● SOURCE DOCUMENT
— Start —
The interface for serialising structures is based on serialisation helpers.
Methods serialize()
and size_when_serialized()
accept a lambda that would
be given a serialisation helper object. That object expects its member function
serialize()
(there are slightly different ones for optional and variant
structure members) to be invoked with an arguments that would normally be passed
to methods structure()
and size_when_serialized()
of the type of the member
that is being serialised (in the order they appear in the structure definition).
After the last member has been serialised done()
is to be called and its
return value returned from the lambda.
template<typename AlternativeTag>
auto context_for() const noexcept;
IMR types can define destructor and mover methods. Their goal is to provide similar functionality to C++ destructors and move constructors and thus enable owning references inside IMR objects. Movers are also essential in ensuring that all references are properly updated when LSA moves objects around.
The default mover and destructor for fundamental types does nothing. The default methods for compound types and containers invokes that method for all present elements in an unspecified order.
User can define mover and destructor methods for any IMR type which would override any default methods that this type might have.
Neither movers nor destructors are allowed to fail.
template<>
struct imr::mover<IMRType> {
static void run(uint8_t* ptr, const Context& ctx) noexcept {
// user-defined mover action
}
};
template<>
struct imr::destructor<IMRType> {
static void run(const uint8_t* ptr, const Context& ctx) noexcept {
// user-defined destructor action
}
};
When an IMR object is being moved its serialised form is copied to the new place in memory and then a mover method is called with the address of the new location passed as an argument.
— End —
● Items in a dataset
— Start —
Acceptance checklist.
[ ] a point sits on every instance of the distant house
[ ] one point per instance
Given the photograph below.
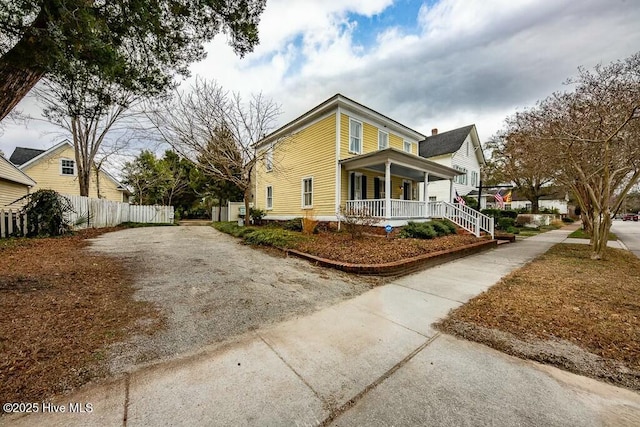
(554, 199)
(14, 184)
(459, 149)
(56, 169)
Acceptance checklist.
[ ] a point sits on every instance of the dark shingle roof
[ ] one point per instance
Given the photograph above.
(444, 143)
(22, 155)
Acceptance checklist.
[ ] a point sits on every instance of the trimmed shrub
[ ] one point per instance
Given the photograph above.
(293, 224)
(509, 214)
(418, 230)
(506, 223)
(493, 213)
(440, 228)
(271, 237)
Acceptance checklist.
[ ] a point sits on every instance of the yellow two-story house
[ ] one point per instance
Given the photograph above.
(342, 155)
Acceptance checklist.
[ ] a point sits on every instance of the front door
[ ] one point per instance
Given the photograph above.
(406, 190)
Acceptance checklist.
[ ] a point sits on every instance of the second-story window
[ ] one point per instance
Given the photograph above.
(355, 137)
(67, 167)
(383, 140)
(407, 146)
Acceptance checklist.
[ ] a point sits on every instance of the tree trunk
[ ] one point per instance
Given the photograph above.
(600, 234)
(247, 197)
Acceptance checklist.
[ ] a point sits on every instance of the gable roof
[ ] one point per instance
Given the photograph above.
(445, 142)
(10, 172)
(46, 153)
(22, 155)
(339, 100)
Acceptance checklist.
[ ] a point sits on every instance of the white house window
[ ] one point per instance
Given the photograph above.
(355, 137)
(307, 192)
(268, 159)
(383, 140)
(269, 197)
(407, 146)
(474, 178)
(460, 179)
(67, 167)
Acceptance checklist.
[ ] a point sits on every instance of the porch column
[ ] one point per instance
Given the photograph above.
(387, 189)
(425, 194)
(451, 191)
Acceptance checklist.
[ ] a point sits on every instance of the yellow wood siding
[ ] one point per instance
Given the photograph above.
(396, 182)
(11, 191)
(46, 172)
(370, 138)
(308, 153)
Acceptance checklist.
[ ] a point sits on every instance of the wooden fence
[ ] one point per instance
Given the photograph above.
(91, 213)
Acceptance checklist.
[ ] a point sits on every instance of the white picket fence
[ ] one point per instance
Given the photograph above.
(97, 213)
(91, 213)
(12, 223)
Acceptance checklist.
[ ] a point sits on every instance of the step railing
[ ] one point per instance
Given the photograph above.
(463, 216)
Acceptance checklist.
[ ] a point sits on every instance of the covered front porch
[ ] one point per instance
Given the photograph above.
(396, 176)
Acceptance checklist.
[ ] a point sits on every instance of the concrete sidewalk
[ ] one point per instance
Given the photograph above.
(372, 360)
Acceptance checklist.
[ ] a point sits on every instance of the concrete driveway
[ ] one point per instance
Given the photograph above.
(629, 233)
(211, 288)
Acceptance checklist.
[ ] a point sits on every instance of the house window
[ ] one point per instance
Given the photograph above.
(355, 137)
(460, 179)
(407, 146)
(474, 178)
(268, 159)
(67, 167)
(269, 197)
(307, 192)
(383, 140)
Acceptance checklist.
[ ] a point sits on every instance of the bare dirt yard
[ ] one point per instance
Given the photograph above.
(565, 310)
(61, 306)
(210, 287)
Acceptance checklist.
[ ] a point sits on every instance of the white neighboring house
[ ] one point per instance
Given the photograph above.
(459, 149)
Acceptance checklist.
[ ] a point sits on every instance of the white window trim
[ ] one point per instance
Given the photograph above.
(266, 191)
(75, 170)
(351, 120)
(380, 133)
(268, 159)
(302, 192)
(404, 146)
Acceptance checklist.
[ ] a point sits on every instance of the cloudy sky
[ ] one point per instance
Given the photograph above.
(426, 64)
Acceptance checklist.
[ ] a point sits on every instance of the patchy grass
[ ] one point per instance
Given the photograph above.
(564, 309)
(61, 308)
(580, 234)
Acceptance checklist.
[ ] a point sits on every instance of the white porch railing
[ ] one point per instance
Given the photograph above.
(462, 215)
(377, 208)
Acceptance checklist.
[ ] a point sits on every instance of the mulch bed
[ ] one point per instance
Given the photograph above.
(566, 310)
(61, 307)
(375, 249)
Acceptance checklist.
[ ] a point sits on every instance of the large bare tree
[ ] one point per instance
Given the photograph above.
— End —
— Start —
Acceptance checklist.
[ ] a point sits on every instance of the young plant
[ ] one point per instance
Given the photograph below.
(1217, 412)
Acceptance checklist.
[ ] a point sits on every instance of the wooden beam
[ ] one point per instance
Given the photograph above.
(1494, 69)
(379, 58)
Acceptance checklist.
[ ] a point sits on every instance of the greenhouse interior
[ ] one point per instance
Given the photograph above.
— End —
● STATED EXERCISE
Could you rewrite the IMR documentation between "is to be called" and "an unspecified order.", inclusive, renaming "compound types" to "composite types"? Use only the IMR documentation and leave the material out of it.

● EXERCISE ANSWER
is to be called and its
return value returned from the lambda.
template<typename AlternativeTag>
auto context_for() const noexcept;
IMR types can define destructor and mover methods. Their goal is to provide similar functionality to C++ destructors and move constructors and thus enable owning references inside IMR objects. Movers are also essential in ensuring that all references are properly updated when LSA moves objects around.
The default mover and destructor for fundamental types does nothing. The default methods for composite types and containers invokes that method for all present elements in an unspecified order.